-- Description of the task --
Do the statements below agree with the text on the venture capital secondaries market? Answer yes or no for each, quoting the words of the text that decide it. 1. Secondary funds raised a record amount in 2023. 2. Employee tenure at the private companies has gone down since 2019. 3. The lowest-performing quartiles of secondary funds still achieve positive returns.

State of the Secondaries Market, August 2024

The venture capital secondaries market is experiencing unprecedented growth, addressing the pressing need for liquidity and offering robust investment opportunities. In 2023, secondary funds raised a record $93.8 billion, a staggering 159% increase from the previous year–and that trend appears to be continuing into 2024. This surge highlights the growing importance and attractiveness of secondaries in the venture capital landscape. To provide deeper insights into this trend, we teamed up with our friends at Live Data to leverage their extensive secondaries data.

Liquidity Needs in Venture Capital

One of the primary drivers behind the rise of the secondaries market is the liquidity crunch in the venture capital industry. With $3.2 trillion in unrealized value tied up in approximately 28,000 private companies, many of which are over four years old, the need for liquidity solutions has never been more critical. As shown in the graphic below, employee tenure at these companies has increased by 10 months on average since 2019, leading to more vested stock options and consequently, more wealth being illiquid.


This backlog is four times greater than what it was during the global financial crisis, creating significant pressure on funds to return capital to investors and keep the venture capital ecosystem functioning.


Secondaries provide an effective solution to this liquidity issue. They allow GPs and LPs to sell their venture capital holdings, generating much-needed liquidity. Unlike other asset classes, secondaries have consistently delivered strong returns with less volatility. Even the lowest-performing quartiles of secondary funds manage to achieve positive returns, making them an attractive option for investors looking for stable, reliable performance.

-- Data shown --
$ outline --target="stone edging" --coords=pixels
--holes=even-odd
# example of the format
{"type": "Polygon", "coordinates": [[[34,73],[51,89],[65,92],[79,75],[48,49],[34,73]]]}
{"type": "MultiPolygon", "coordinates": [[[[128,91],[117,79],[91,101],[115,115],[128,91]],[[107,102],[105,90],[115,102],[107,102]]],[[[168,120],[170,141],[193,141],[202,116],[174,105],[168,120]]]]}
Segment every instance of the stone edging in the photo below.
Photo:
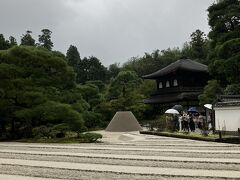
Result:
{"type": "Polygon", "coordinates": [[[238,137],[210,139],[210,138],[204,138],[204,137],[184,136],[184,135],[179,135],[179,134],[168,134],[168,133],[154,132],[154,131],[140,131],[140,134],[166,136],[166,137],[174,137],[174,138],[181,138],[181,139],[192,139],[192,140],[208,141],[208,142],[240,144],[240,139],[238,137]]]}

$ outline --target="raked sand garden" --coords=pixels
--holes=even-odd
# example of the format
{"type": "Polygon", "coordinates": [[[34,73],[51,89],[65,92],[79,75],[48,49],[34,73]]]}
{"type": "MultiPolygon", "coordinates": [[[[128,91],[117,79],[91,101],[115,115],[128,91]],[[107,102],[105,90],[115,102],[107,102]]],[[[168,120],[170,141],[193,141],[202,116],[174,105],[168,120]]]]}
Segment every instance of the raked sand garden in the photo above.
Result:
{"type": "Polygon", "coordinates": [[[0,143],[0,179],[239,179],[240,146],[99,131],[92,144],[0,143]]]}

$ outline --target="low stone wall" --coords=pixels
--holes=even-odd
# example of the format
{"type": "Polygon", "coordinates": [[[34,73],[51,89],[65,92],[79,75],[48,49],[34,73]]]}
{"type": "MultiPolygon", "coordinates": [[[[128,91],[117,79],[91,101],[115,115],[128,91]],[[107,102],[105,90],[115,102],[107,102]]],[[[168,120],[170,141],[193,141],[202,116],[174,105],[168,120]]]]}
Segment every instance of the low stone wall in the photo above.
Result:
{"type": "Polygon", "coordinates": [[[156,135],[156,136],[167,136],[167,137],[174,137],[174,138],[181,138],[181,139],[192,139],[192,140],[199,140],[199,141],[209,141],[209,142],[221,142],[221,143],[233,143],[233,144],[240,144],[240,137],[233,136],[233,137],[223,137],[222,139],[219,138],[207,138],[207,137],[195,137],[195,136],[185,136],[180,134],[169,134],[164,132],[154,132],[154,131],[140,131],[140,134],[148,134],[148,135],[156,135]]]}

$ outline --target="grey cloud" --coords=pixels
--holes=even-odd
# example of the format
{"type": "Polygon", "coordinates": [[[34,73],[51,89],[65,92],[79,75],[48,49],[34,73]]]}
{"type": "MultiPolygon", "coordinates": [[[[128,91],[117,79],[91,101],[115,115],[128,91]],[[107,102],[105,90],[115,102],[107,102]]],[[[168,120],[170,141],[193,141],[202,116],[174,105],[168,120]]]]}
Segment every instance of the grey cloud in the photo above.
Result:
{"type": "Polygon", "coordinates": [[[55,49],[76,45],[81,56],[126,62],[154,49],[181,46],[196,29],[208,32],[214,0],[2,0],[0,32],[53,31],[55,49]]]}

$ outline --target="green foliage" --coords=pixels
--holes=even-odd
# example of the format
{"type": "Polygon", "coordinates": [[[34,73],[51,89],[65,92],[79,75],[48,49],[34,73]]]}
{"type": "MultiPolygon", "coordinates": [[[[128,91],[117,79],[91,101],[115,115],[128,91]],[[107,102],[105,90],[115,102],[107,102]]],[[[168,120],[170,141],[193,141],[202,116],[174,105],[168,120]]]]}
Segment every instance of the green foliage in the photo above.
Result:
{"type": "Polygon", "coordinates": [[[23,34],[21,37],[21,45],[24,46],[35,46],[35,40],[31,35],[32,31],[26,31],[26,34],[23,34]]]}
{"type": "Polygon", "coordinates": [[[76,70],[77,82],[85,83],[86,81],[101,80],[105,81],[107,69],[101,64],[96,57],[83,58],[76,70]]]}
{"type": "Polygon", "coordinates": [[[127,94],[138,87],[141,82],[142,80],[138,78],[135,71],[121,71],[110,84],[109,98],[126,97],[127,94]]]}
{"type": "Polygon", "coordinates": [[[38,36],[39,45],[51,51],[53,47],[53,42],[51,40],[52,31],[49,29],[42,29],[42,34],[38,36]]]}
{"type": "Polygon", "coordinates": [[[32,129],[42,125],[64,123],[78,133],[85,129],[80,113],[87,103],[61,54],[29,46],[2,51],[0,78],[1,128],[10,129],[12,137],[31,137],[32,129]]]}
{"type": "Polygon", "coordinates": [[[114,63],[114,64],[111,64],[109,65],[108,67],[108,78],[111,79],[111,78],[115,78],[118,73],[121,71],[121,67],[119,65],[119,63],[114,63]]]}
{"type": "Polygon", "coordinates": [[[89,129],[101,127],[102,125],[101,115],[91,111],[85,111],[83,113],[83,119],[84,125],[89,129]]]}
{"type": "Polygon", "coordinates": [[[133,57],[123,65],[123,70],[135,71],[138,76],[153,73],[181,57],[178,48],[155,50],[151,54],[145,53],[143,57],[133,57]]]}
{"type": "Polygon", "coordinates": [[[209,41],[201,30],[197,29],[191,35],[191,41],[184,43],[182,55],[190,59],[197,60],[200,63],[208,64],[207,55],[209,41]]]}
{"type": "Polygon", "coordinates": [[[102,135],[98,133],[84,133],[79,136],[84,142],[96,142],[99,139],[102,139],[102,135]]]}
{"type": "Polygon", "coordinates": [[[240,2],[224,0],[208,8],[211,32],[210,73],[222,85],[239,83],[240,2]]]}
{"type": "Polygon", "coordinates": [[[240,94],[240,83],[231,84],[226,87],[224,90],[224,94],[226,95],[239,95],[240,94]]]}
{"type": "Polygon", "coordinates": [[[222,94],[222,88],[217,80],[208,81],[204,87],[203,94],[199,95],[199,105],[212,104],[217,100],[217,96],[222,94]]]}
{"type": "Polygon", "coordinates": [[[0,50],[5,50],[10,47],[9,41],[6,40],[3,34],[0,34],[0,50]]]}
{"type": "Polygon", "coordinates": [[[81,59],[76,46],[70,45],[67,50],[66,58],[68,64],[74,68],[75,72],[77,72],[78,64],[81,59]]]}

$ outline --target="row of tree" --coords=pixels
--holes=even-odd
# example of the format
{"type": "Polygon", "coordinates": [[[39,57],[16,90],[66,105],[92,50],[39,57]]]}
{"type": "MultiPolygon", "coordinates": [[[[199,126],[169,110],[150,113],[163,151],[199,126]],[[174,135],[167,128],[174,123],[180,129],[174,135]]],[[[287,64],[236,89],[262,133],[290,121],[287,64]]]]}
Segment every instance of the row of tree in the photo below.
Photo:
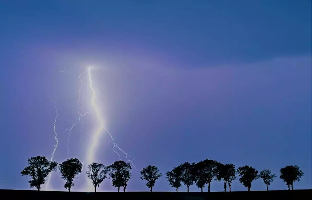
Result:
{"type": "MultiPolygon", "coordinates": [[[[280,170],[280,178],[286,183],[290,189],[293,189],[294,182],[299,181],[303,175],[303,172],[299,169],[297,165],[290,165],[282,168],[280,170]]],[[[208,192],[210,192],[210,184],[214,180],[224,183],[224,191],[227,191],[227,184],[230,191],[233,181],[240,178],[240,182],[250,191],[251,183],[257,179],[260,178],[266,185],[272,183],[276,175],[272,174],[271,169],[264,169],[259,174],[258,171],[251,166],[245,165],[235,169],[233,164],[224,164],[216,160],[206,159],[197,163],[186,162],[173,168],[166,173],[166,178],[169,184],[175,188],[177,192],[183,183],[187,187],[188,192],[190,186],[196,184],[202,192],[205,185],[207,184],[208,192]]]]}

-- Result of this exercise --
1. Yes: "In 2023, secondary funds raised a record $93.8 billion"
2. No: "employee tenure at these companies has increased by 10 months on average since 2019"
3. Yes: "Even the lowest-performing quartiles of secondary funds manage to achieve positive returns"